What this exercise asks:
1. Please list every numbered statutory section that the copyright text cites, along with the Act each belongs to.
2. Answer these from the copyright text:
(a) What did the US federal court have to decide as a preliminary issue?
(b) What did the US federal judge do with the case?
(c) Which Act governs the law of copyright in Ireland?
— START Text section —
The photographer’s copyright not at issue

Slater’s entitlement to the copyright in the images was not at issue in this instance.   The US federal court had to decide as a preliminary issue (i.e. before a hearing of the full trial) whether an animal could own copyright in an image in the United States.  If the court held in the affirmative on that question (which it did not), the case could have then proceeded to a full hearing of the issues between the parties.

 

Decision in the United States

Unsurprisingly the US federal judge held that US legislation and its Constitution did not extend copyright protection to animals and dismissed the case accordingly.

 

In Ireland

Unremarkably the monkey and/or PETA are likely to be unsuccessful in any attempt by PETA to establish that the monkey owns the copyright in the images in Ireland.

The law of copyright in this jurisdiction is governed by the Copyright and Related Rights Act 2000 (“the Act”).  Section 23 of the Act states that an “author” of a work shall be the owner of copyright therein and section 21 of the Act states that the “author” means “person” who creates the work which in the case of a photograph means a photographer (i.e. the monkey in this case).  Whilst the Act does not specifically state that a person means an individual or a body corporate section 18 (c) of the Interpretation Act 2005 does so, unfortunately, the monkey and/or PETA on its behalf would not be successful in an argument under the Act.
— END Text section —
— START Material supplied —
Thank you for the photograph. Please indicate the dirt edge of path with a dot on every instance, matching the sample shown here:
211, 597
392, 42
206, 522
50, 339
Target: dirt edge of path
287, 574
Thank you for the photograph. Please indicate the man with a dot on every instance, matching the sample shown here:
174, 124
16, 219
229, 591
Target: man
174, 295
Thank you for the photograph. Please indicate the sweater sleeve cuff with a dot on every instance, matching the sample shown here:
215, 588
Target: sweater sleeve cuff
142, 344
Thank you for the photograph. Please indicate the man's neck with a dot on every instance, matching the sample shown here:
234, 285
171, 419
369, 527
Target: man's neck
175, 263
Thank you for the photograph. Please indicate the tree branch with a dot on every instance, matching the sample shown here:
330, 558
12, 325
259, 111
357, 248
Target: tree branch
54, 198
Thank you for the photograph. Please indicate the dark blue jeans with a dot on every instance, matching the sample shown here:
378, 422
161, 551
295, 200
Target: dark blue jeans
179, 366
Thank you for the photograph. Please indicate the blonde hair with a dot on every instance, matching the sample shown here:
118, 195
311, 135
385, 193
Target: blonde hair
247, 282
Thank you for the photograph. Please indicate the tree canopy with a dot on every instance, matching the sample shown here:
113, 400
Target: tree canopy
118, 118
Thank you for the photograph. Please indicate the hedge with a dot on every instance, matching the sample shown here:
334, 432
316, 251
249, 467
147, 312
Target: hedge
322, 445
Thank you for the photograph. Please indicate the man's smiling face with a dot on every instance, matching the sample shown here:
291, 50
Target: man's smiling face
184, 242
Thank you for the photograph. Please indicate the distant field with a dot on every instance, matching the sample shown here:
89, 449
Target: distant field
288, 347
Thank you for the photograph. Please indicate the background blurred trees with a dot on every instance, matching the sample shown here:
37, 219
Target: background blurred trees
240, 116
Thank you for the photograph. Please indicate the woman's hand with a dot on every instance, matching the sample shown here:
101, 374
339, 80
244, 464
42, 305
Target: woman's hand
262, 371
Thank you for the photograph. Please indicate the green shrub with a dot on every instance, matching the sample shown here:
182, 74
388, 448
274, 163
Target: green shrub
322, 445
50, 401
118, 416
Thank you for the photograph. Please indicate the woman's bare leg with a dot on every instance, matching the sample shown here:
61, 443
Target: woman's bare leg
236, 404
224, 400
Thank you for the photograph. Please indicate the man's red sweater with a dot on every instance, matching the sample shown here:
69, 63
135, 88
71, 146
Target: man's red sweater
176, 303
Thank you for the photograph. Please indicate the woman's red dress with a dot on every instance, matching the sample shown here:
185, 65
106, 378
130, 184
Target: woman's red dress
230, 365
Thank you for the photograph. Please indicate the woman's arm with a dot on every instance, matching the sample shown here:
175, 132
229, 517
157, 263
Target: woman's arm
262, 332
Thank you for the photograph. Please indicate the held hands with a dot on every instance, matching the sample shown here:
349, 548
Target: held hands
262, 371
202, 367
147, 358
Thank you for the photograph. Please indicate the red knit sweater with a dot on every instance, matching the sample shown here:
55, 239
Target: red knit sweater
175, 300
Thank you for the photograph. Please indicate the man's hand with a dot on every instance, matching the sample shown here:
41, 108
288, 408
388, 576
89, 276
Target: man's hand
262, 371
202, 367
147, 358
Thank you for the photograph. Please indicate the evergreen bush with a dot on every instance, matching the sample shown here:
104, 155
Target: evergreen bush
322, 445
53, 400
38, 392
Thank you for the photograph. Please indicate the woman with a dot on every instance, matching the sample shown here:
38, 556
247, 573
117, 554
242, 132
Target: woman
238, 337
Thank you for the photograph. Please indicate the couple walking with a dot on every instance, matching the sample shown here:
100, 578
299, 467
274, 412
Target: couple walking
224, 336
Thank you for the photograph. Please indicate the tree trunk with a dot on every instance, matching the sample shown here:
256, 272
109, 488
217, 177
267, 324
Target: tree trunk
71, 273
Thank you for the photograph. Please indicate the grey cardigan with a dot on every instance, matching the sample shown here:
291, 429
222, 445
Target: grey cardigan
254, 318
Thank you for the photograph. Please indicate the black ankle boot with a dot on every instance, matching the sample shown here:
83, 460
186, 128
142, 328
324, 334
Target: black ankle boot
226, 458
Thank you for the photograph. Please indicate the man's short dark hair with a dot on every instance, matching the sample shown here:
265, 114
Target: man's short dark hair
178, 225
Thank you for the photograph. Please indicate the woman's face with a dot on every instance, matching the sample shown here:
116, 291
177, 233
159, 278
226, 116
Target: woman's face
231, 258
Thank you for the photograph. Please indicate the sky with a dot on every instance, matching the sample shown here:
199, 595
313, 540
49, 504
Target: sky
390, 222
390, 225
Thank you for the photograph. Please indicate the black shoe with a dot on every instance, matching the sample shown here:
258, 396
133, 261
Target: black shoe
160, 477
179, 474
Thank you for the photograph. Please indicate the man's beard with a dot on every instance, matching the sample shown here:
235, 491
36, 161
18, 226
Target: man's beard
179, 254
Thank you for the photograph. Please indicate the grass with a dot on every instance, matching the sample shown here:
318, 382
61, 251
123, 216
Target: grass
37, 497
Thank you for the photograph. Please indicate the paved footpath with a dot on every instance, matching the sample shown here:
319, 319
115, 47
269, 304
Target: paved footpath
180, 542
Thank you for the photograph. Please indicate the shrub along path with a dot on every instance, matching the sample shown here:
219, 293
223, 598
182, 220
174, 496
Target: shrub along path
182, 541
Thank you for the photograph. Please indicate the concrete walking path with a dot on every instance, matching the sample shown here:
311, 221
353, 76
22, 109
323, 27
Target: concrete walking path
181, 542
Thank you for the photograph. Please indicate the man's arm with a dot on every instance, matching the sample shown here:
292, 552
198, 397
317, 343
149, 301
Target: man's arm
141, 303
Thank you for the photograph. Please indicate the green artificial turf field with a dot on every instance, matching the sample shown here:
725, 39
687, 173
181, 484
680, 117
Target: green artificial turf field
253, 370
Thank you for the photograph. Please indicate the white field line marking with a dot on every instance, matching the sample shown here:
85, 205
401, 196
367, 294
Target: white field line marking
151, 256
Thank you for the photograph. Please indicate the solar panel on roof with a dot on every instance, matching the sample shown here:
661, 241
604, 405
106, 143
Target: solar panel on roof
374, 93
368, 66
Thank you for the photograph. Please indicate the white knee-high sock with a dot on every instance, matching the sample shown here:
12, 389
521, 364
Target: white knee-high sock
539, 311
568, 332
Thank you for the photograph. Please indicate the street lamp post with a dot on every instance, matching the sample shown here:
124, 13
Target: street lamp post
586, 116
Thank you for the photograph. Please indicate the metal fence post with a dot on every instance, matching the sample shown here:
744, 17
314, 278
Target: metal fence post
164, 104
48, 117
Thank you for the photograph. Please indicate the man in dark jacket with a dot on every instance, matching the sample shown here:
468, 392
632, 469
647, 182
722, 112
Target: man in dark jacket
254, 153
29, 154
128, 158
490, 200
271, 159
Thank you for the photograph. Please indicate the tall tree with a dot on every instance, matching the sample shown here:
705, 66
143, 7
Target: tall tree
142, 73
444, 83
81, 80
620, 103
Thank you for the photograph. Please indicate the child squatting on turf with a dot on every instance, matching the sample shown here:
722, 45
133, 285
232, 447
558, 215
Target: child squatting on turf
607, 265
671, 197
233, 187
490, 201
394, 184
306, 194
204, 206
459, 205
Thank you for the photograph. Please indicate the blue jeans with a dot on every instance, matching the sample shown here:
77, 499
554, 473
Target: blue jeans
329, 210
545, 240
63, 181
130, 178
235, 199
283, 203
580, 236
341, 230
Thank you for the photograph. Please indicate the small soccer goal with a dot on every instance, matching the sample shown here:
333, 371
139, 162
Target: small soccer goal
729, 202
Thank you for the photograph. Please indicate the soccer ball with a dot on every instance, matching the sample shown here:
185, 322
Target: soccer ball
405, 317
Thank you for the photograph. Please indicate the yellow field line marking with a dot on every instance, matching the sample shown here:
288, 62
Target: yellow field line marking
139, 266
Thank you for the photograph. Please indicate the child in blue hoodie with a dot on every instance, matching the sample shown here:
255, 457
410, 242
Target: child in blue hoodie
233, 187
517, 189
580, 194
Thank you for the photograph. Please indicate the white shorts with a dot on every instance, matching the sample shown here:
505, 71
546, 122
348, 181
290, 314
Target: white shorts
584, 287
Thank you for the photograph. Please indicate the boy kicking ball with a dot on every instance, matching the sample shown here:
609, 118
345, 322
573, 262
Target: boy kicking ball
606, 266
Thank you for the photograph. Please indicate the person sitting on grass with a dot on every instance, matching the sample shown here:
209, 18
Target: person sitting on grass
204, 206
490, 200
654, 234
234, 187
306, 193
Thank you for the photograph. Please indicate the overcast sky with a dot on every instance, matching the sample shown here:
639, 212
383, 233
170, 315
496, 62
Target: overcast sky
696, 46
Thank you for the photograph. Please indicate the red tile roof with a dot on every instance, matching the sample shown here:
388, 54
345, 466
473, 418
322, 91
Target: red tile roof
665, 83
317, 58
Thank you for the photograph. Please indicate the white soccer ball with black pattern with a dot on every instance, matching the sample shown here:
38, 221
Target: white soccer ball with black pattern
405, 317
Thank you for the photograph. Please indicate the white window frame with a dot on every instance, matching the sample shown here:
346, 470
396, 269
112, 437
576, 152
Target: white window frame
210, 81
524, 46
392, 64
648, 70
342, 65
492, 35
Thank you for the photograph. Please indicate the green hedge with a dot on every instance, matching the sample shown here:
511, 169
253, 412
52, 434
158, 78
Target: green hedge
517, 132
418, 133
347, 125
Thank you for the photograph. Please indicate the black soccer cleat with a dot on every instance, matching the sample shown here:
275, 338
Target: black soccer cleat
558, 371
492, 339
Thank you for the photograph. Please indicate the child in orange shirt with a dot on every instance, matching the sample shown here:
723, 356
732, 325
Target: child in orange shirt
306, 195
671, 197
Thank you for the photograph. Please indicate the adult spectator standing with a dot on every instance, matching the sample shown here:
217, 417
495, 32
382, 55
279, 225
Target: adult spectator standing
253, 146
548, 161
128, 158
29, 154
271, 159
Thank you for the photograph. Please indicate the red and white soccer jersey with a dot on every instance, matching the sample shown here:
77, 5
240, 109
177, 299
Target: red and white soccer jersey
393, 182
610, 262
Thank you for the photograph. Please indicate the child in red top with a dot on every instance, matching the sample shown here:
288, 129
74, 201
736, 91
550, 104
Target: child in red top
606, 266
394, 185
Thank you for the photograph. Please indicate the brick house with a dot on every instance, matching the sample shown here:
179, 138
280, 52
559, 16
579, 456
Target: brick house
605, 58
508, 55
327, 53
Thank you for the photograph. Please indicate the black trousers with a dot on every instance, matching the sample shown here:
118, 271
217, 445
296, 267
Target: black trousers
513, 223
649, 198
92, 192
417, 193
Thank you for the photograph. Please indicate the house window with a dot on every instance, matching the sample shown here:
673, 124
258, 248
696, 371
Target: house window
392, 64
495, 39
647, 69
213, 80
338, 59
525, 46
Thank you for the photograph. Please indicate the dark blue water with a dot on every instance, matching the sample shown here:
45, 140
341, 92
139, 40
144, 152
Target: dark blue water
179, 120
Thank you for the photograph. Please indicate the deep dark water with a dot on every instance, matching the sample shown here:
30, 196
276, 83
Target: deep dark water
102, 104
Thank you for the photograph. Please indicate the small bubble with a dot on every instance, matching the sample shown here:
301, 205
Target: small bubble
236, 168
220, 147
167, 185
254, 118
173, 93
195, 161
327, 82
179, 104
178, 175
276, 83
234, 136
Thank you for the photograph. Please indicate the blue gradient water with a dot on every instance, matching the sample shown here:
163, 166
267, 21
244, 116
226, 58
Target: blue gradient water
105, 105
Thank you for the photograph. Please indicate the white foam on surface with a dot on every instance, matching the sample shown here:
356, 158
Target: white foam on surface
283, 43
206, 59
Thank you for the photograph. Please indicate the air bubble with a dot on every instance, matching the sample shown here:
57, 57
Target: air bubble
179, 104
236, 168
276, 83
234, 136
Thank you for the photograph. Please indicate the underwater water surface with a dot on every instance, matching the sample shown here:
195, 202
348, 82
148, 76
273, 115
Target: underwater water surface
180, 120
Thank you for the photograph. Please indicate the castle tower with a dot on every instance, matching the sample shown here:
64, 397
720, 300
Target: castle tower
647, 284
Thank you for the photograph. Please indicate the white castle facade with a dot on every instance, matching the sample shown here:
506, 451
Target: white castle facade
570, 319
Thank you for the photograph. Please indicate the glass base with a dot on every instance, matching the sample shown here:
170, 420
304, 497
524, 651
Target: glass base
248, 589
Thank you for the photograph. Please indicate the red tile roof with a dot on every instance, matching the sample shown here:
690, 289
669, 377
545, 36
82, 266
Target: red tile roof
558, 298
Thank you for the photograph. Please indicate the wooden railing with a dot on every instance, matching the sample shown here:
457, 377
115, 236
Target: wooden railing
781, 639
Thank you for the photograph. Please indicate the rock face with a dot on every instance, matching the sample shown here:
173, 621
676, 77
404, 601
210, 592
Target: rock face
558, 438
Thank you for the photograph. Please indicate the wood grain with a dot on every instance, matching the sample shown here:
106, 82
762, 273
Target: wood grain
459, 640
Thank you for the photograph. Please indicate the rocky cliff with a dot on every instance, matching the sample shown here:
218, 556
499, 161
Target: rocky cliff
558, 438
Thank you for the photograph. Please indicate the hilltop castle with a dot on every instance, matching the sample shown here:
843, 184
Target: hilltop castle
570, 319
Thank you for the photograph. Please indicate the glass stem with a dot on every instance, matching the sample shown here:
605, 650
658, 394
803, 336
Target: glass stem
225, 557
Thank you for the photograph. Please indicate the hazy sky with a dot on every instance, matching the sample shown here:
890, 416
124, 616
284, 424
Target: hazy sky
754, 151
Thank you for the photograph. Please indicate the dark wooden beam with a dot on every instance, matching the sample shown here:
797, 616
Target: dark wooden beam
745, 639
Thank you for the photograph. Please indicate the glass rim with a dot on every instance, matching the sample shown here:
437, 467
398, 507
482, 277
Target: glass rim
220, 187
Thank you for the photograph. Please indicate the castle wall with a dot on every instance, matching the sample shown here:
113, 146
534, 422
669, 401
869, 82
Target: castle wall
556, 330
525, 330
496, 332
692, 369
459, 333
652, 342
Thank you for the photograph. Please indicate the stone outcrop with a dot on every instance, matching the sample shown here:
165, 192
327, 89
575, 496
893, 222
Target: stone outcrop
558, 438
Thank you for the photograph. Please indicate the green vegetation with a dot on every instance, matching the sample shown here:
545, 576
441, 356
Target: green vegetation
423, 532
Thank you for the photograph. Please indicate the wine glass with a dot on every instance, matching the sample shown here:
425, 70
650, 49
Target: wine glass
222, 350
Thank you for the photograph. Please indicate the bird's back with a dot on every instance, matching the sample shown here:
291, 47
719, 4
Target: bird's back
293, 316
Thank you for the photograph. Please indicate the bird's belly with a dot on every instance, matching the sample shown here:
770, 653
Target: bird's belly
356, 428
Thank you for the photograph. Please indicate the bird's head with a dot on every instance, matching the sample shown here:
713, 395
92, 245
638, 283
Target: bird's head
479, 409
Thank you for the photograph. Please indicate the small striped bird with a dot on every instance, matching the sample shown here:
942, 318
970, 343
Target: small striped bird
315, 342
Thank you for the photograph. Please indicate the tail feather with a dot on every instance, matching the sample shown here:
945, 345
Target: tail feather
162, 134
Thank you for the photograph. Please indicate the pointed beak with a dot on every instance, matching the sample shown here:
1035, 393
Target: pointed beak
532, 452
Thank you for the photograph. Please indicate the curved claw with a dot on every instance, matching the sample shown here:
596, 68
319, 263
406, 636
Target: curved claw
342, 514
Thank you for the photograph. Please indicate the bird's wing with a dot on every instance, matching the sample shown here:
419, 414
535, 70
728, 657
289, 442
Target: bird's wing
— END Material supplied —
Expected outputs:
1.
- Section 23 of the Copyright and Related Rights Act 2000
- Section 21 of the Copyright and Related Rights Act 2000
- Section 18 (c) of the Interpretation Act 2005

2.
(a) Whether an animal could own copyright in an image in the United States.
(b) The judge held that US legislation and the Constitution did not extend copyright protection to animals and dismissed the case.
(c) The Copyright and Related Rights Act 2000.